> GIVEN INSTRUCTION: Set down exactly the lines that run from the line with "Task: mark one point on every instance of the dock" to the end of the data, and nothing else.

> DATA SHOWN:
========================================================================

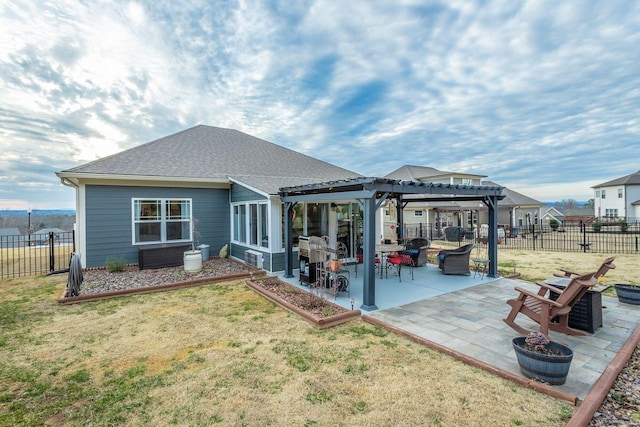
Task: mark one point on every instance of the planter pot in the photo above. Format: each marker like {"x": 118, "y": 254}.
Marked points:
{"x": 193, "y": 261}
{"x": 552, "y": 369}
{"x": 629, "y": 294}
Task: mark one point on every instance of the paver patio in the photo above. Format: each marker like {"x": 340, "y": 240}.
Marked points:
{"x": 464, "y": 314}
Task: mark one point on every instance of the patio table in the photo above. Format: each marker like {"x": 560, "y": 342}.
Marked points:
{"x": 386, "y": 249}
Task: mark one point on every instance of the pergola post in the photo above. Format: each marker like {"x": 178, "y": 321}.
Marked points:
{"x": 400, "y": 225}
{"x": 492, "y": 204}
{"x": 288, "y": 240}
{"x": 369, "y": 252}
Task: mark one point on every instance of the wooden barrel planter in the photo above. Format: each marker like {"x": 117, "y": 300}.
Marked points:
{"x": 552, "y": 369}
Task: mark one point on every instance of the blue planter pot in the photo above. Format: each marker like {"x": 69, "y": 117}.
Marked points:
{"x": 627, "y": 293}
{"x": 552, "y": 369}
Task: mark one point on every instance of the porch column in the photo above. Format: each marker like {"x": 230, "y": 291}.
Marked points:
{"x": 369, "y": 251}
{"x": 288, "y": 240}
{"x": 492, "y": 204}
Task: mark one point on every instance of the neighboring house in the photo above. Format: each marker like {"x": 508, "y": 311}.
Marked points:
{"x": 223, "y": 181}
{"x": 618, "y": 198}
{"x": 9, "y": 237}
{"x": 41, "y": 236}
{"x": 576, "y": 216}
{"x": 552, "y": 214}
{"x": 514, "y": 211}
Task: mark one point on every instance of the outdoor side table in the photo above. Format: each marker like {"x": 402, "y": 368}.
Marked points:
{"x": 480, "y": 266}
{"x": 586, "y": 314}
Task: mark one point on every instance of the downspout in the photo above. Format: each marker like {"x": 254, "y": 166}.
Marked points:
{"x": 79, "y": 226}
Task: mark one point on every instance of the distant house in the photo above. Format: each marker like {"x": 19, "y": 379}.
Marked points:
{"x": 8, "y": 237}
{"x": 514, "y": 211}
{"x": 204, "y": 185}
{"x": 618, "y": 198}
{"x": 552, "y": 214}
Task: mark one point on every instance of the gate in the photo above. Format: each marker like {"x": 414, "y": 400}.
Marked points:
{"x": 46, "y": 253}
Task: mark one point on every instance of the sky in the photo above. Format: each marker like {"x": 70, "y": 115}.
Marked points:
{"x": 542, "y": 97}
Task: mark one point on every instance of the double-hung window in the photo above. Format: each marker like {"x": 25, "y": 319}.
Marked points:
{"x": 161, "y": 220}
{"x": 251, "y": 224}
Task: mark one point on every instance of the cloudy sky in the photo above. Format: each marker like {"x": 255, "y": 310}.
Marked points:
{"x": 541, "y": 96}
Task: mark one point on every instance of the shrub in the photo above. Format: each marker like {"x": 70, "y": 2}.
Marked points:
{"x": 115, "y": 264}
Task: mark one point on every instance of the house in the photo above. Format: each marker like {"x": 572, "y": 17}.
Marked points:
{"x": 552, "y": 214}
{"x": 618, "y": 199}
{"x": 515, "y": 211}
{"x": 203, "y": 185}
{"x": 10, "y": 237}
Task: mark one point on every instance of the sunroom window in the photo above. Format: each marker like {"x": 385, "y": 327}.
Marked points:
{"x": 251, "y": 224}
{"x": 161, "y": 220}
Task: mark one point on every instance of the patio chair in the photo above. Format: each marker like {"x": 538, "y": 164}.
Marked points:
{"x": 456, "y": 261}
{"x": 402, "y": 258}
{"x": 604, "y": 267}
{"x": 418, "y": 250}
{"x": 542, "y": 309}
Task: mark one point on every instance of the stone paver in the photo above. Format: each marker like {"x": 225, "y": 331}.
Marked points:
{"x": 470, "y": 321}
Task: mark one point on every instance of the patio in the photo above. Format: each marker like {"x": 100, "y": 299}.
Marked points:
{"x": 463, "y": 314}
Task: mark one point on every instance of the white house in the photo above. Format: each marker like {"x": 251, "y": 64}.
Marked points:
{"x": 618, "y": 198}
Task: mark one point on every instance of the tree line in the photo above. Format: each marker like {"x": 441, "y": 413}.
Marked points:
{"x": 39, "y": 221}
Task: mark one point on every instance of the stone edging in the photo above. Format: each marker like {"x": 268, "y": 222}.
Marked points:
{"x": 600, "y": 389}
{"x": 157, "y": 288}
{"x": 319, "y": 322}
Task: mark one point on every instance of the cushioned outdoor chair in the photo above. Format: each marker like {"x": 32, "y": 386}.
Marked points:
{"x": 418, "y": 250}
{"x": 543, "y": 309}
{"x": 456, "y": 261}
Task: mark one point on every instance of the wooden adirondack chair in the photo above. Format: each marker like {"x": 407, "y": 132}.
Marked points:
{"x": 542, "y": 309}
{"x": 606, "y": 266}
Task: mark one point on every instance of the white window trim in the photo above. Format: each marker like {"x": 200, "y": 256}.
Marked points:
{"x": 247, "y": 225}
{"x": 163, "y": 221}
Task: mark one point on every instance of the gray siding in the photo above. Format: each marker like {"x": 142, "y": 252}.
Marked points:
{"x": 243, "y": 194}
{"x": 108, "y": 218}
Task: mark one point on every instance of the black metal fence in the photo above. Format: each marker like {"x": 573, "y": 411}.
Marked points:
{"x": 607, "y": 238}
{"x": 22, "y": 255}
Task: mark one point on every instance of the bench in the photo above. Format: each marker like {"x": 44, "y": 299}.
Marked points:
{"x": 160, "y": 256}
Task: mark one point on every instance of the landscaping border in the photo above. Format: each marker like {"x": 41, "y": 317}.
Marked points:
{"x": 319, "y": 322}
{"x": 158, "y": 288}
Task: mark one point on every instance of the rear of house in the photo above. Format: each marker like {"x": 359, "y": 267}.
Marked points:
{"x": 204, "y": 185}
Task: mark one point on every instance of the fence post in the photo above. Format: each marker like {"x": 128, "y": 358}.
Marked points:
{"x": 52, "y": 257}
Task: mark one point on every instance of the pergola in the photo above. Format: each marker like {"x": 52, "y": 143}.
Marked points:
{"x": 371, "y": 193}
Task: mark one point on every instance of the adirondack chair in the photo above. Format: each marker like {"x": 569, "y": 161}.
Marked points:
{"x": 543, "y": 309}
{"x": 606, "y": 266}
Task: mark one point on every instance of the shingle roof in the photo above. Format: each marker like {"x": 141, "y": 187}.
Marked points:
{"x": 513, "y": 198}
{"x": 631, "y": 179}
{"x": 207, "y": 152}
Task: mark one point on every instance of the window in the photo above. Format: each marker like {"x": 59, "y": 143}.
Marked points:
{"x": 611, "y": 212}
{"x": 251, "y": 224}
{"x": 161, "y": 220}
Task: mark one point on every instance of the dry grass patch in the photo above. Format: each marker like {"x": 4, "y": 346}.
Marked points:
{"x": 221, "y": 354}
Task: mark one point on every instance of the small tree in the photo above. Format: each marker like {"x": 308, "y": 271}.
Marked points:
{"x": 624, "y": 225}
{"x": 597, "y": 226}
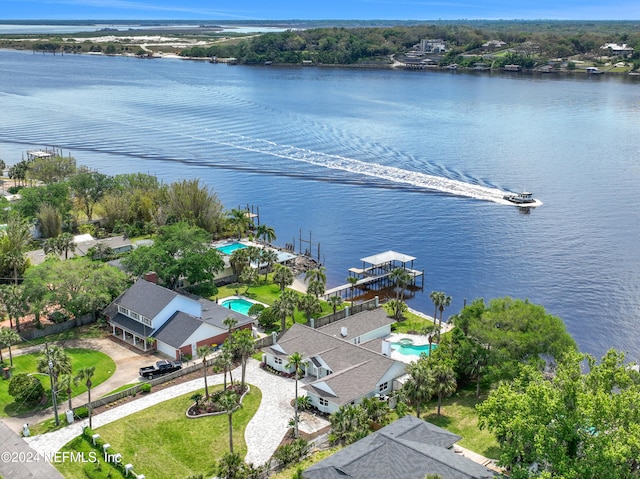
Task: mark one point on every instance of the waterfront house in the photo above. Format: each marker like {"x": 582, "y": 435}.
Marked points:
{"x": 512, "y": 68}
{"x": 409, "y": 448}
{"x": 339, "y": 368}
{"x": 615, "y": 49}
{"x": 178, "y": 323}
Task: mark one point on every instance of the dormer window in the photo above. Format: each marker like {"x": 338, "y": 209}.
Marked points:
{"x": 133, "y": 315}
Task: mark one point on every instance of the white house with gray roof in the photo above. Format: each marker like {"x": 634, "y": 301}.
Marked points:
{"x": 178, "y": 323}
{"x": 343, "y": 372}
{"x": 408, "y": 448}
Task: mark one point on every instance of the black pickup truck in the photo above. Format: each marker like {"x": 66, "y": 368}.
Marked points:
{"x": 160, "y": 368}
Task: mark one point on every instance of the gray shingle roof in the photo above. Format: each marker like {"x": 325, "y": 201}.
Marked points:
{"x": 146, "y": 298}
{"x": 178, "y": 329}
{"x": 399, "y": 451}
{"x": 359, "y": 324}
{"x": 356, "y": 370}
{"x": 215, "y": 314}
{"x": 131, "y": 325}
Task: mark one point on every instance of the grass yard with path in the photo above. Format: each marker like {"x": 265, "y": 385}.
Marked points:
{"x": 459, "y": 416}
{"x": 80, "y": 358}
{"x": 161, "y": 442}
{"x": 267, "y": 293}
{"x": 93, "y": 330}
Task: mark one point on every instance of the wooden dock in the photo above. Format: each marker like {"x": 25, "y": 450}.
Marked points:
{"x": 376, "y": 272}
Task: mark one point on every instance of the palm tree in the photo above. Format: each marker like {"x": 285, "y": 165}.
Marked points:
{"x": 352, "y": 280}
{"x": 349, "y": 424}
{"x": 225, "y": 359}
{"x": 85, "y": 374}
{"x": 267, "y": 233}
{"x": 203, "y": 352}
{"x": 295, "y": 361}
{"x": 436, "y": 297}
{"x": 60, "y": 362}
{"x": 249, "y": 277}
{"x": 285, "y": 306}
{"x": 418, "y": 389}
{"x": 269, "y": 258}
{"x": 317, "y": 280}
{"x": 230, "y": 466}
{"x": 228, "y": 402}
{"x": 224, "y": 362}
{"x": 245, "y": 347}
{"x": 65, "y": 385}
{"x": 444, "y": 381}
{"x": 12, "y": 297}
{"x": 66, "y": 244}
{"x": 335, "y": 302}
{"x": 8, "y": 337}
{"x": 229, "y": 322}
{"x": 17, "y": 238}
{"x": 310, "y": 305}
{"x": 444, "y": 303}
{"x": 282, "y": 276}
{"x": 401, "y": 279}
{"x": 239, "y": 260}
{"x": 239, "y": 221}
{"x": 377, "y": 411}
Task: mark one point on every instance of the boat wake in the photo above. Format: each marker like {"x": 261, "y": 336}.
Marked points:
{"x": 375, "y": 170}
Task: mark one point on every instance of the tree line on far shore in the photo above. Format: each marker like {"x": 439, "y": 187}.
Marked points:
{"x": 374, "y": 45}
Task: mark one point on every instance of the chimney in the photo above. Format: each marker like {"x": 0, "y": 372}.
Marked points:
{"x": 152, "y": 277}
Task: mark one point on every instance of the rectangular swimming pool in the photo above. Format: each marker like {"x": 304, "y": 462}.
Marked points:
{"x": 230, "y": 248}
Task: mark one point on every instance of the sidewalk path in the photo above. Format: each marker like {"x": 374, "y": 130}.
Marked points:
{"x": 263, "y": 433}
{"x": 18, "y": 460}
{"x": 128, "y": 363}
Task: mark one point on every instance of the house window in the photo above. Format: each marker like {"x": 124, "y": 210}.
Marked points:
{"x": 133, "y": 315}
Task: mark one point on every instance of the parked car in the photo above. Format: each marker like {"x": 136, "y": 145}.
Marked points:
{"x": 160, "y": 368}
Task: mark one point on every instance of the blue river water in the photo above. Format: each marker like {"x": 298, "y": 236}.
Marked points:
{"x": 372, "y": 160}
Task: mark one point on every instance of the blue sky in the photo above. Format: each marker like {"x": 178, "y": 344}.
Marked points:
{"x": 323, "y": 9}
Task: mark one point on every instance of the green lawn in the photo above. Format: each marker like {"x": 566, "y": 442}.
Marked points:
{"x": 318, "y": 456}
{"x": 162, "y": 443}
{"x": 266, "y": 293}
{"x": 88, "y": 331}
{"x": 460, "y": 417}
{"x": 412, "y": 322}
{"x": 105, "y": 367}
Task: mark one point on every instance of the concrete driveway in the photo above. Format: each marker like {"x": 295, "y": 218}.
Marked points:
{"x": 128, "y": 362}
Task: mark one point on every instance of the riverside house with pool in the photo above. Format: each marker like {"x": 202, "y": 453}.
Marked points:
{"x": 343, "y": 360}
{"x": 178, "y": 323}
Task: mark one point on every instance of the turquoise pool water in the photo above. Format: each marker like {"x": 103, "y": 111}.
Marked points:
{"x": 412, "y": 350}
{"x": 231, "y": 247}
{"x": 239, "y": 305}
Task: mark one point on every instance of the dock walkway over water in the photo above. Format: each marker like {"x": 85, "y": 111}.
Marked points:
{"x": 376, "y": 271}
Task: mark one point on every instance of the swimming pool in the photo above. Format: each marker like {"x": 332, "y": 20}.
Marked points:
{"x": 411, "y": 349}
{"x": 230, "y": 248}
{"x": 238, "y": 305}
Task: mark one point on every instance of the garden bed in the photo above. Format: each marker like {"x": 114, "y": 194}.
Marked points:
{"x": 211, "y": 408}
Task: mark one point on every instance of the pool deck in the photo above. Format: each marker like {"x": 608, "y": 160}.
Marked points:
{"x": 406, "y": 358}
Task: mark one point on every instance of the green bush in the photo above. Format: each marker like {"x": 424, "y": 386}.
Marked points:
{"x": 292, "y": 452}
{"x": 26, "y": 389}
{"x": 81, "y": 412}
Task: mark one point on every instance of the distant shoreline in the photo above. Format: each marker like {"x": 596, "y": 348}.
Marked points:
{"x": 363, "y": 66}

========================================================================

> FINAL RESULT:
Task: mark one point on every instance of the dock walkway over water in the photo above. Format: each marker like {"x": 85, "y": 111}.
Marked points:
{"x": 376, "y": 271}
Task: mark one point on every instance of the swimming pool in the photo above. Format: each marker like {"x": 332, "y": 20}.
Marked points:
{"x": 411, "y": 349}
{"x": 230, "y": 248}
{"x": 238, "y": 305}
Task: mark one point on every instance of the garden bed in the photo above. Format: each marker like {"x": 114, "y": 194}.
Marked points:
{"x": 211, "y": 408}
Task: mark one point on every instance of the pool deck in the photo above. Format: each marker like {"x": 608, "y": 160}.
Marked points:
{"x": 406, "y": 358}
Task: mark one point on every instance of the green bush in the photo above. Format: each marker like {"x": 424, "y": 386}.
Marked points:
{"x": 292, "y": 452}
{"x": 26, "y": 389}
{"x": 81, "y": 412}
Task: mark one point on every instance of the distant shoreline in the photo above. Format: each marker like {"x": 596, "y": 348}.
Marked points:
{"x": 363, "y": 66}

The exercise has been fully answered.